[Point placement records]
○ ○ ○ ○ ○
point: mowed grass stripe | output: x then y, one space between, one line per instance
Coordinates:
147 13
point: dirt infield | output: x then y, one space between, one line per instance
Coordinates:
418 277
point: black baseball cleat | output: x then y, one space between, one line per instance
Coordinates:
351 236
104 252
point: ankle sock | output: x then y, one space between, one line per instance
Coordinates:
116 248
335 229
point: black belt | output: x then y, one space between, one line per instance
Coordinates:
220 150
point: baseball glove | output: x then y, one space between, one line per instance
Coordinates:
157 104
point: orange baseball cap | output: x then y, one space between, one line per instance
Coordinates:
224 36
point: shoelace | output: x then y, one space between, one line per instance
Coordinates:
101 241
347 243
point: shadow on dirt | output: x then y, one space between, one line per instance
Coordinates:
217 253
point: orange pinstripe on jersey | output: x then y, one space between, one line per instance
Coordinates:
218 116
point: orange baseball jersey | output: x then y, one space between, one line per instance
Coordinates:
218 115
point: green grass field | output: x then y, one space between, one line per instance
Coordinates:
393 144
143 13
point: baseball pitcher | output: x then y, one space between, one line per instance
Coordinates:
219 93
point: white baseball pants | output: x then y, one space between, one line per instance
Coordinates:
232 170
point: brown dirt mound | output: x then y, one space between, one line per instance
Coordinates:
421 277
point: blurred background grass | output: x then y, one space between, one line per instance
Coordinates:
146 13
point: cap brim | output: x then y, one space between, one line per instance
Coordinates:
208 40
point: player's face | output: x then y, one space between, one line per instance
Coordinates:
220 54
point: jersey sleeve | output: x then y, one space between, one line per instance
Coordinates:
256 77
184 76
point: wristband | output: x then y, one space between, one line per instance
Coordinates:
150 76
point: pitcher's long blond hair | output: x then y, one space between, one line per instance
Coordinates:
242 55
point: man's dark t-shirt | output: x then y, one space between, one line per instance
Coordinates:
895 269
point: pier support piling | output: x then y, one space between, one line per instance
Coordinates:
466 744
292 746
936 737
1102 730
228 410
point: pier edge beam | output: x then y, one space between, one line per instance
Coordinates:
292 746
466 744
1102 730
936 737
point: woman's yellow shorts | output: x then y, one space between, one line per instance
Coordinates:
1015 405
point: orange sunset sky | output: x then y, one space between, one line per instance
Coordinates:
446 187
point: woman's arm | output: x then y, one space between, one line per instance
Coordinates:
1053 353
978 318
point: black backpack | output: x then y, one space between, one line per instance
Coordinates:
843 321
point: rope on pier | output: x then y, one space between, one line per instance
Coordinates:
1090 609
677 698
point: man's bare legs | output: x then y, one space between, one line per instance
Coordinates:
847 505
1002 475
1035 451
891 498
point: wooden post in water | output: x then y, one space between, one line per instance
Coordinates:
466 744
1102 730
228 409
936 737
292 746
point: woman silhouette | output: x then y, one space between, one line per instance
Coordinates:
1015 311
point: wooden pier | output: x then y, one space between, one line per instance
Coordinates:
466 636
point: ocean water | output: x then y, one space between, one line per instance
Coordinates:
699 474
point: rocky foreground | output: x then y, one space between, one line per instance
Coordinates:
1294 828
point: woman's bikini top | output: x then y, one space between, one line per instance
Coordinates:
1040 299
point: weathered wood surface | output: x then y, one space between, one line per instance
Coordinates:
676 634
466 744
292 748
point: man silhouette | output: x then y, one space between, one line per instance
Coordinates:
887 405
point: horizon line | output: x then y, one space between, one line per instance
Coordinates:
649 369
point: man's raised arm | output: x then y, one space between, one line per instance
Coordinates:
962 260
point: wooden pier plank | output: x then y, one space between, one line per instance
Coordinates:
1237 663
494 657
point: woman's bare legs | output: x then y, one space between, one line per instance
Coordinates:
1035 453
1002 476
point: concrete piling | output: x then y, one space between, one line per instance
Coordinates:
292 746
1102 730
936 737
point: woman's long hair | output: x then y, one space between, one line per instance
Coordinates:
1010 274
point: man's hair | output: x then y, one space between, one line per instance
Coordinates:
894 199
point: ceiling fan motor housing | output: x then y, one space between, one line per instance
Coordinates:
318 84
○ ○ ○ ○ ○
● TASK DIRECTIONS: Transcribe all entries exactly as they are given.

● THE COMPLETED TASK:
point: mowed grass stripe | output: x then y, one space between, one line per instance
Coordinates:
147 13
point: dirt infield | output: x then y, one space between, one line per instance
Coordinates:
418 277
point: black baseball cleat | output: x then y, one space between, one line per instance
Coordinates:
351 236
104 252
point: ankle sock | output: x then y, one space between, one line per instance
Coordinates:
116 248
335 229
point: black belt | output: x then y, one space between, one line per instance
Coordinates:
220 150
point: baseball glove | output: x then y, one space between, one line per instance
Coordinates:
157 104
point: orange baseball cap | output: x then y, one space between, one line per instance
Coordinates:
224 36
point: shoelace | output: x then y, one space between, one line per instance
Coordinates:
101 241
347 243
point: shadow on dirt | output: x then y, one space between, one line per instance
Coordinates:
217 253
point: orange pinstripe on jersey | output: x then y, one space between, one line per instance
Coordinates:
218 116
point: orange baseball jersey | output: x then y, one space between, one line per instance
Coordinates:
218 115
point: green grass field | output: x then y, one space between, one line per instance
Coordinates:
393 144
143 13
point: baseball pitcher | output: x then y, one space between, one line per instance
Coordinates:
219 93
point: white baseball pants | output: x then y, one space between, one line per instance
Coordinates:
232 170
point: brown dirt mound | output: x then y, one space between, one line per instance
Coordinates:
421 277
point: blurred background grass | output: x then y, one space between, one line per instance
Coordinates:
146 13
point: cap brim | output: x then y, one space between, one line per instance
Coordinates:
208 40
point: player's face | output: x then y, one space between, one line per instance
Coordinates:
220 54
point: jersey sleeve | output: x then y, one space between, one line per instance
Coordinates:
256 77
184 76
point: wristband | output: x then y, one space between, one line per instance
Coordinates:
150 76
point: pitcher's long blond hair | output: x then y, one space between, one line per instance
Coordinates:
242 55
point: man's dark t-shirt | output: x then y, one space between, one line per instance
Coordinates:
895 269
point: pier support piling | output: x then y, one space between, one line per instance
Coordinates:
466 744
292 746
936 737
1102 730
228 410
point: pier edge beam | output: x then y, one space between, one line per instance
Coordinates:
292 746
466 744
1102 730
936 737
point: woman's yellow shorts | output: x then y, one space between, one line per instance
Coordinates:
1015 405
point: orange sunset sky | output: x then y, one space between, one line per instance
Coordinates:
446 187
point: woman's arm | output: x then y, one space between, one line per instance
Coordinates:
1053 353
978 318
point: black backpack | output: x then y, one space between, one line per instance
Coordinates:
843 321
point: rope on pier | output: x then y, one space between, one line per instance
Coordinates:
1090 609
677 698
point: man's bare legs | output: x then y, one space between, one line per instance
Coordinates:
847 505
1002 475
1035 451
891 498
point: wooden post in water | output: x then y, one space between, one line per instance
Coordinates:
466 744
1102 730
228 409
936 737
292 746
point: woman silhouette | output: x then y, one space between, one line per instance
Coordinates:
1015 311
point: wooden pier | output: x then y, one space between, one line per instance
Coordinates:
466 636
point: ocean water | output: x then y, one space between, one line per instance
Coordinates:
699 474
point: rocky foreground | output: x then y, one space between, one line per instance
Coordinates:
1294 828
point: woman's bikini top | output: x then y, one space between, one line per instance
Coordinates:
1040 299
point: weathered wood surface | output: x then y, one space between, one line per instance
Coordinates:
676 634
466 744
292 748
point: man silhouette | output: x then y, one space between, one line per instance
Coordinates:
887 405
point: horizon line | output: x then y, one space between, one line per instance
Coordinates:
649 369
point: man's raised arm | output: x then y, one space between, one line per instance
Coordinates:
962 260
point: wooden pier plank | output: x then y, one space between, one line per instance
Coordinates:
1237 663
494 657
point: woman's bare legs | output: x then y, one space between, one line per instance
Coordinates:
1035 453
1002 476
point: concrete piling | output: x then y, one space between, one line per instance
Coordinates:
292 746
1102 730
936 737
point: woman's long hair | output: x then y, one space between, one line per instance
Coordinates:
1010 274
point: man's hair | output: x then y, one space between, one line per instance
Coordinates:
894 199
point: ceiling fan motor housing | output: x then y, one space between, one line per instance
Coordinates:
318 84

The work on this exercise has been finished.